> _Extracted text_:

* start *

TEV: So what have been some of your shocking lessons?
LS: Things that like, for example, you buy ISBN numbers ten at a time for four hundred dollars. I mean, it’s just ridiculously expensive some of this stuff.
TEV: There’s paper and printing –
LS: Yeah! I found again, I mean it was researching printers and trying to find the least expensive printer, the least expensive way to do it. Who would have known that matte is actually more expensive than glossy? It’s ridiculous. It’s almost like it’s more expensive to look less expensive.
TEV: Shabby chic.
LS: Exactly. Just little things that didn’t occur to you. Publicity expenses. Getting the word out.
TEV: Which you seem to have done fairly well.
LS: I think a lot of it has to do with a little work that went a long way, just because we put a lot of effort into the magazine itself. I think it’s hard to get publicity for something that’s really lousy.
TEV: You might be able to bring people it to but they won’t stay.
LS: That’s exactly right.
TEV: One of the stumbling block that seems to confront a lot of literary magazines is distribution. How is that going for you?
LS: We have a distributor, we've been picked up for distriubtion by one of the biggies, which means we will soon be available in Barnes & Noble, Borders and the like. I do have mixed feelings in that you end up not making much money at all, you just get more widely distributed. It’s kind of a toss up.
TEV: Forgetting for a moment how it compensates you, is your vision that there should be a copy of Swink in every Barnes and Noble? That it’s ubiquitous and easy to get a hold of. Or do you want to tie it to the independent scene.
LS: You know, if you asked me a few months ago, I would have said yes, and yes, even now, I would like it to be in every Barnes and Noble. I am not by my nature an elitist at all. I mean, I would be thrilled if The Today Show introduced this. And not even for financial reasons. I think people – just like you marry who you meet, people tend to read what’s given to them if they think it’s good. And so I think there is a place for it in the mass market. I just think the higher-ups don’t think there is. So we just have to find a creative way to get it into those people’s hands, and I actually have no doubt that we will. It’s just a matter for time management. There are things that need to get into place first, things are mundane as e-commerce on the site, that have to get done before I can tackle those other issues.

* end *

> _Dataset_:
* start *

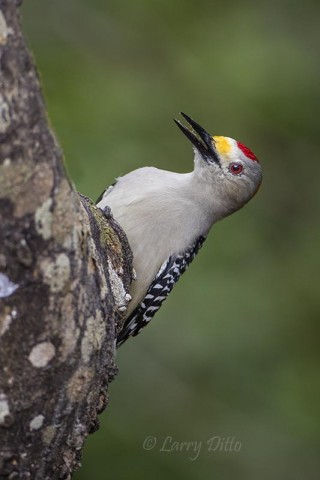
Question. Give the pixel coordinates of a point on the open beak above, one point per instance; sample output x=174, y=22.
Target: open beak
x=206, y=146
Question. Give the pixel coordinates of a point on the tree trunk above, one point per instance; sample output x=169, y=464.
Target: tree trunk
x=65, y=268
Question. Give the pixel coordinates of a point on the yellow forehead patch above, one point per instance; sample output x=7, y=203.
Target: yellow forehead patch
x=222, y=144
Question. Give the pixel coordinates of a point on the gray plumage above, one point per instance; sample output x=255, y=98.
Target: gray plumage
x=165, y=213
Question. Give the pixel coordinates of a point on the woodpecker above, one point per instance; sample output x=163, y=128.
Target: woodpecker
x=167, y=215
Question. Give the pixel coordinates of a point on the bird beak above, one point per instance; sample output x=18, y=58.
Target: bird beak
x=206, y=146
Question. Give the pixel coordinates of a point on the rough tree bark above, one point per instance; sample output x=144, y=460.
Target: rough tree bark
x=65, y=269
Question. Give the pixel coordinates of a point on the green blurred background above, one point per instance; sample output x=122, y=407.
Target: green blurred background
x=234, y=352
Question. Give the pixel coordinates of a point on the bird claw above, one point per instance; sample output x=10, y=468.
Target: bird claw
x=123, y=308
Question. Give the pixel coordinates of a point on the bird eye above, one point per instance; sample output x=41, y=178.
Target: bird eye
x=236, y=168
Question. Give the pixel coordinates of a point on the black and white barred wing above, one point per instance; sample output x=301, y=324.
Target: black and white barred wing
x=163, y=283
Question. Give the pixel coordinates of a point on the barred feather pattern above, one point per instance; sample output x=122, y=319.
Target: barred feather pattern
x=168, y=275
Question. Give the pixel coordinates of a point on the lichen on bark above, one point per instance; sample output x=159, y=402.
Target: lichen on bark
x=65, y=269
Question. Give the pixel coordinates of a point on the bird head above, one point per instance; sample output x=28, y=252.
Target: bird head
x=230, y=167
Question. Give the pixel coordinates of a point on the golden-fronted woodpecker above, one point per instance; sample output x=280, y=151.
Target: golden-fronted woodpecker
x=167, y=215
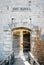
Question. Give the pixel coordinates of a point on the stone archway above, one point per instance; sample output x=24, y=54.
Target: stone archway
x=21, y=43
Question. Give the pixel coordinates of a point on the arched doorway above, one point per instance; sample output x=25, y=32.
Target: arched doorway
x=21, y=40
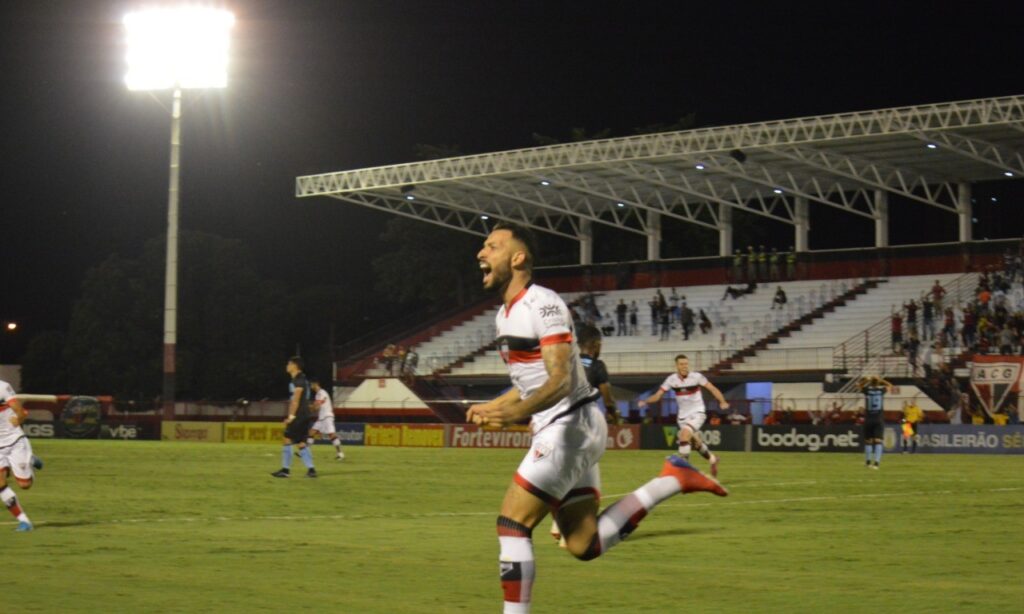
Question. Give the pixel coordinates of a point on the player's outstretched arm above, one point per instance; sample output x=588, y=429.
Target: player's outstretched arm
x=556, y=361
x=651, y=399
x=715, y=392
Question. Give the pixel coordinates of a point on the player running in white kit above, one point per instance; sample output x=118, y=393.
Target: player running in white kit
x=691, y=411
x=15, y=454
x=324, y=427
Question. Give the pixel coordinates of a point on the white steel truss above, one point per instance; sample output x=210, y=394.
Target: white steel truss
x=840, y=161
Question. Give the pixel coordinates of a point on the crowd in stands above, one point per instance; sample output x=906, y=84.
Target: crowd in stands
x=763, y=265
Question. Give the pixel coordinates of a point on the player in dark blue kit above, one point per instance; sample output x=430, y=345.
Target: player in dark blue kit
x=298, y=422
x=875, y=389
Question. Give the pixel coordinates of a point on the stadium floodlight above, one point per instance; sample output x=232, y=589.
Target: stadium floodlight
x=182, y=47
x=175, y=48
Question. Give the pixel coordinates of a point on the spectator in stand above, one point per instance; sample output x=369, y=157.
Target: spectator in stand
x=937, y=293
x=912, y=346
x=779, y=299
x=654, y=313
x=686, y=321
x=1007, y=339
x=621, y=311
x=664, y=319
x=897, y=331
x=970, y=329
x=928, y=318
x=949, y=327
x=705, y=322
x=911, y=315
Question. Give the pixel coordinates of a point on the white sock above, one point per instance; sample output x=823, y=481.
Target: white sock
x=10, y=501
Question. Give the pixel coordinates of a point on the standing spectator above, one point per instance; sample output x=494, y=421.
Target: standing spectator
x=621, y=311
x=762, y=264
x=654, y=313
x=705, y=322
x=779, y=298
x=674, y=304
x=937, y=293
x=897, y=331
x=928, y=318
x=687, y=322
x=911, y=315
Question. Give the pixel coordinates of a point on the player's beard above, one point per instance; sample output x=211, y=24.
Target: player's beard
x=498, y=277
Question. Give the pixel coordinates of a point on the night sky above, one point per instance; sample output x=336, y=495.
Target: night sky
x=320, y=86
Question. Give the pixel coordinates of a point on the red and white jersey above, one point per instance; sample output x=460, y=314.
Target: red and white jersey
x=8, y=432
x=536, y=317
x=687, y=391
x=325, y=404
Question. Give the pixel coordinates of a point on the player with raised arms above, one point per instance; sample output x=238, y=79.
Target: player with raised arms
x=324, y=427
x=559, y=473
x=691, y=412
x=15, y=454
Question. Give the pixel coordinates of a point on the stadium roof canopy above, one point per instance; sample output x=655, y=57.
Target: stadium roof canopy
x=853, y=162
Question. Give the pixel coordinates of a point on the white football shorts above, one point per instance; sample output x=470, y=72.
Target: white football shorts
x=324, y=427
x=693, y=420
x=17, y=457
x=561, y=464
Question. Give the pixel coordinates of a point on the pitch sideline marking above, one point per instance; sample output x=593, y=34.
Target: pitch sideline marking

* end *

> _Request 1_: In the interview, how many ISBN numbers does LS say you buy at a time, and for how much?
> _Request 2_: Return the passage of the interview starting with "TEV: So what" and going on through "that’s really lousy.", copied word for word.

> _Task output 1_: Ten at a time for four hundred dollars.

> _Task output 2_:
TEV: So what have been some of your shocking lessons?
LS: Things that like, for example, you buy ISBN numbers ten at a time for four hundred dollars. I mean, it’s just ridiculously expensive some of this stuff.
TEV: There’s paper and printing –
LS: Yeah! I found again, I mean it was researching printers and trying to find the least expensive printer, the least expensive way to do it. Who would have known that matte is actually more expensive than glossy? It’s ridiculous. It’s almost like it’s more expensive to look less expensive.
TEV: Shabby chic.
LS: Exactly. Just little things that didn’t occur to you. Publicity expenses. Getting the word out.
TEV: Which you seem to have done fairly well.
LS: I think a lot of it has to do with a little work that went a long way, just because we put a lot of effort into the magazine itself. I think it’s hard to get publicity for something that’s really lousy.